◆ Texte de la page:
------

Par une requête et un mémoire, enregistrés le 14 mai 2018, le 3 décembre 2018 et le 19 juin 2019, M. et Mme B..., représentés par Me Philip, avocat, demandent à la Cour dans le dernier état de leurs écritures :
1° d'infirmer ce jugement ;
2° de prononcer la décharge des impositions et majorations laissées à leur charge au titre de l'année 2011 ;
3° de mettre à la charge de l'État la somme de 2 000 euros au titre de l'article L. 761-1 du code de justice administrative.

------

◆ Documents fournis:
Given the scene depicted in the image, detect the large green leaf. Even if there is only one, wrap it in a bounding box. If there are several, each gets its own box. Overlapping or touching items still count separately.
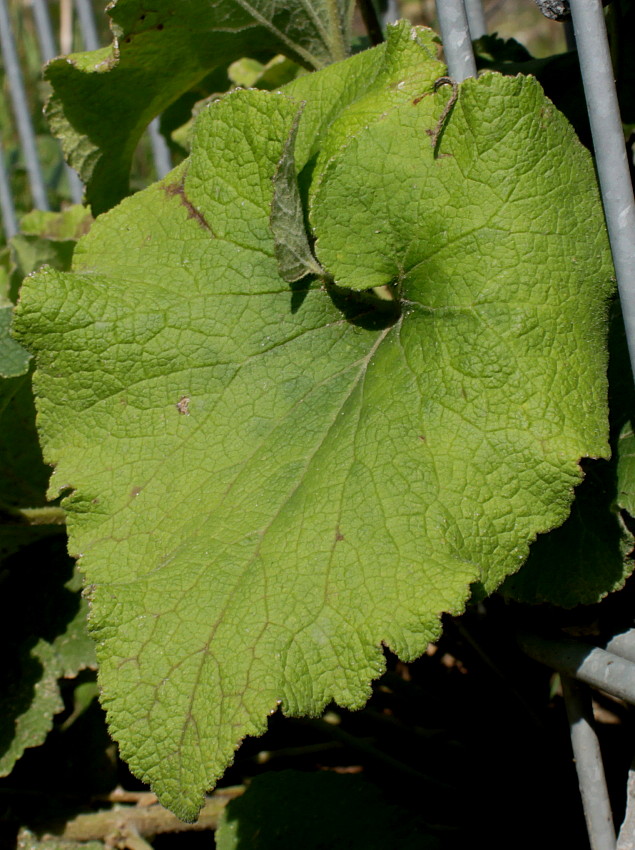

------

◆ Objectif 1: Transcrivez fidèlement le texte de la page depuis « Par une requête » jusqu'à « de justice administrative. » inclus.
◆ Objectif 2: D'après le texte de la page, quelle somme M. et Mme B... demandent-ils de mettre à la charge de l'État ?
La liste constitue un matériau distinct du texte de la page.

◆ Réponse rédigée 1:
Par une requête et un mémoire, enregistrés le 14 mai 2018, le 3 décembre 2018 et le 19 juin 2019, M. et Mme B..., représentés par Me Philip, avocat, demandent à la Cour dans le dernier état de leurs écritures :
1° d'infirmer ce jugement ;
2° de prononcer la décharge des impositions et majorations laissées à leur charge au titre de l'année 2011 ;
3° de mettre à la charge de l'État la somme de 2 000 euros au titre de l'article L. 761-1 du code de justice administrative.

◆ Réponse rédigée 2: La somme de 2 000 euros, au titre de l'article L. 761-1 du code de justice administrative.